* [Task description]:
Go through the listing that follows and report the number of lines with the string "each" in them, nothing more.

○ ○ ○ ○ ○ ○ ○

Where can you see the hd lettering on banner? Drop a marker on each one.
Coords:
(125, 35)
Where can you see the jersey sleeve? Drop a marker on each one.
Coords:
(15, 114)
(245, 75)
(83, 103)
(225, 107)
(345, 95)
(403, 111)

○ ○ ○ ○ ○ ○ ○

* [Your response]:
2